▶ [Exercise requirements]: For this exercise, write out each entry below exactly, omitting the images.
###
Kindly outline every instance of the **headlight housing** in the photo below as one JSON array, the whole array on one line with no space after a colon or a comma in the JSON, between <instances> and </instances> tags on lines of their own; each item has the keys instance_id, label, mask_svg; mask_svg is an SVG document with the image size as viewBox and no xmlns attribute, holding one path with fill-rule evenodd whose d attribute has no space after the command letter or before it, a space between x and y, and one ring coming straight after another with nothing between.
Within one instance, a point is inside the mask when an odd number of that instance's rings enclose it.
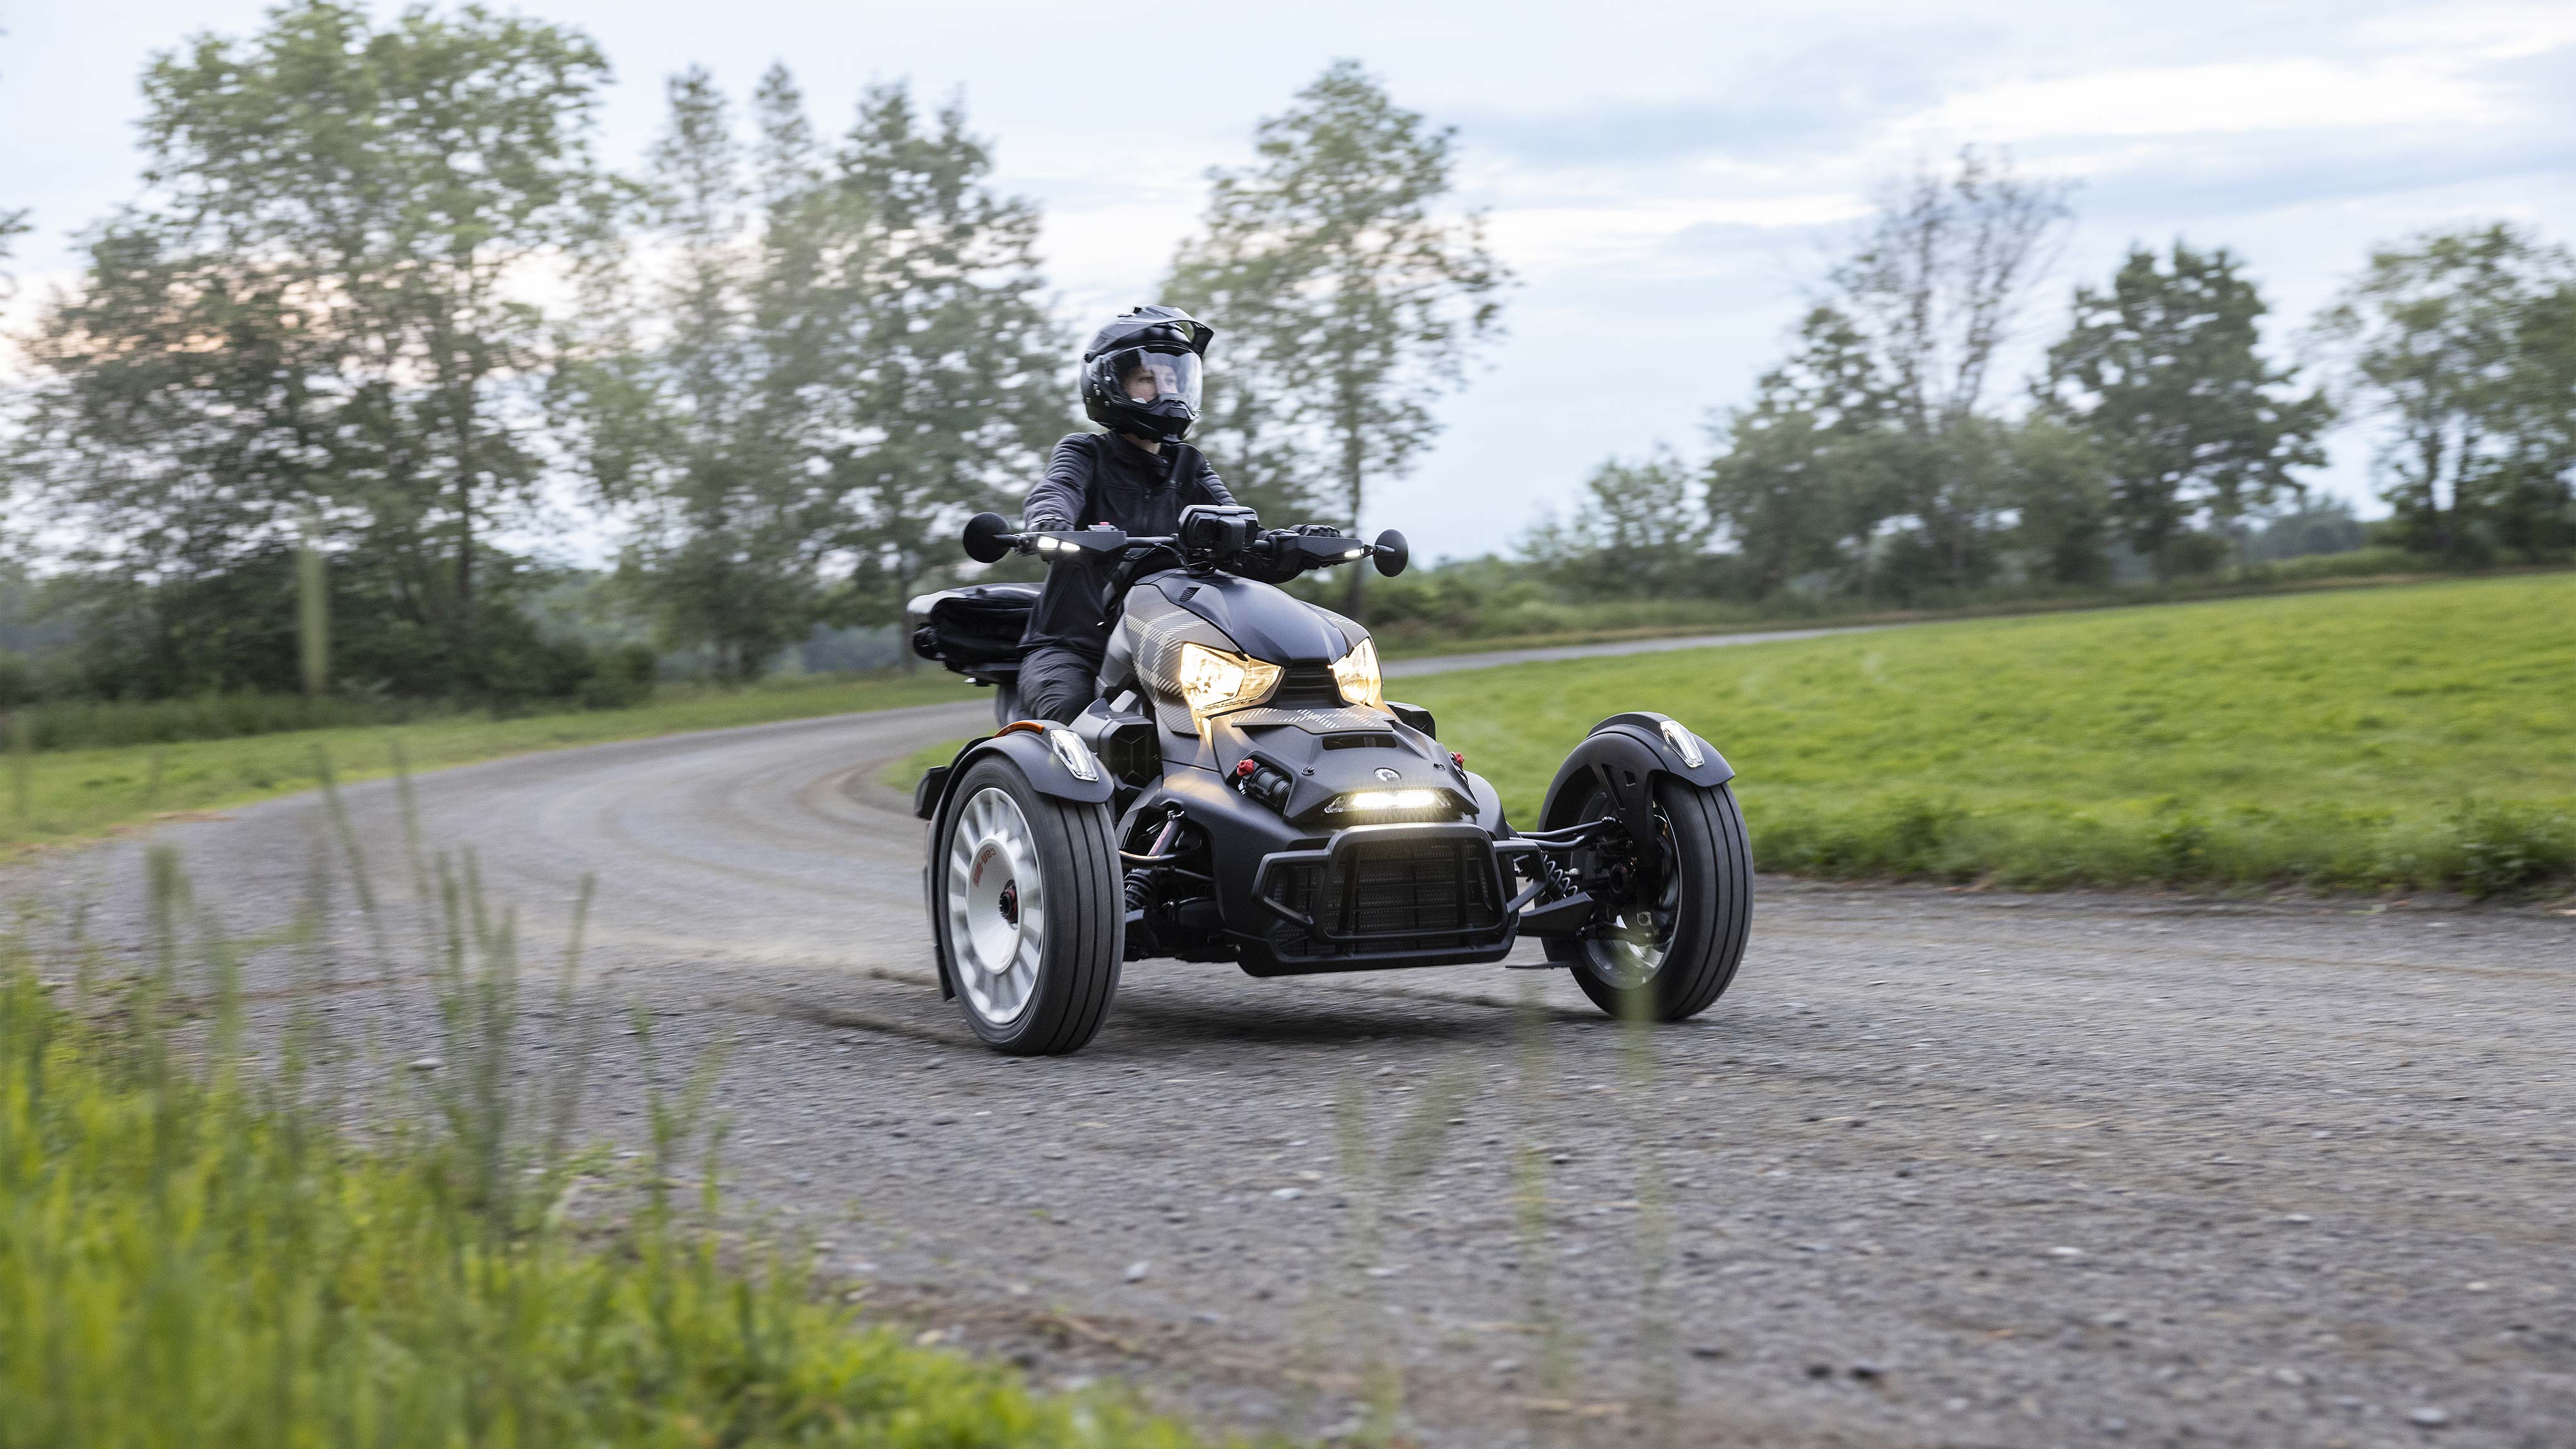
<instances>
[{"instance_id":1,"label":"headlight housing","mask_svg":"<svg viewBox=\"0 0 2576 1449\"><path fill-rule=\"evenodd\" d=\"M1181 646L1177 673L1181 699L1190 707L1190 722L1202 735L1207 733L1210 715L1259 704L1279 687L1278 665L1205 644Z\"/></svg>"},{"instance_id":2,"label":"headlight housing","mask_svg":"<svg viewBox=\"0 0 2576 1449\"><path fill-rule=\"evenodd\" d=\"M1345 704L1386 708L1386 683L1378 676L1376 643L1362 639L1358 648L1335 661L1333 683L1341 687Z\"/></svg>"}]
</instances>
###
▶ [Task response]:
Kindly outline every instance of the **headlight housing** in the photo below as one JSON array, the whole array on one line with no space after a colon or a comma in the JSON, between <instances> and </instances> tags on lines of their own; each item has the keys instance_id, label, mask_svg; mask_svg is an SVG document with the image size as viewBox and no xmlns attribute, holding one path with fill-rule evenodd whose d attribute has no space after the command letter or before it, a space between x and y, and one ring coming straight after another with nothing between.
Within one instance, a point is inside the mask when an odd number of that instance's rings enclose it.
<instances>
[{"instance_id":1,"label":"headlight housing","mask_svg":"<svg viewBox=\"0 0 2576 1449\"><path fill-rule=\"evenodd\" d=\"M1181 646L1177 673L1181 699L1190 707L1190 722L1202 735L1207 733L1210 715L1259 704L1279 687L1278 665L1205 644Z\"/></svg>"},{"instance_id":2,"label":"headlight housing","mask_svg":"<svg viewBox=\"0 0 2576 1449\"><path fill-rule=\"evenodd\" d=\"M1345 704L1386 708L1386 683L1378 676L1376 643L1362 639L1358 648L1335 661L1333 683L1341 687Z\"/></svg>"}]
</instances>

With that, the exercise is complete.